Extracted data entries:
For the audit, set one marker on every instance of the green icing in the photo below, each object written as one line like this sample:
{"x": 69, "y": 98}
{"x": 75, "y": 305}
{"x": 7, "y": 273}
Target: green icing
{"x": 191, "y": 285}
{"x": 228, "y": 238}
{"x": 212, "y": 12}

**Work instructions**
Put every line of the listing above into a JSON list of strings, with one string per line and blank lines omitted.

**Solution to this task**
[
  "For the audit, set one marker on every instance of the green icing in the photo below, each object written as one line like this sample:",
  "{\"x\": 69, \"y\": 98}",
  "{\"x\": 75, \"y\": 305}",
  "{\"x\": 7, \"y\": 273}",
  "Target: green icing",
  "{\"x\": 191, \"y\": 285}",
  "{\"x\": 228, \"y\": 238}",
  "{\"x\": 212, \"y\": 12}"
]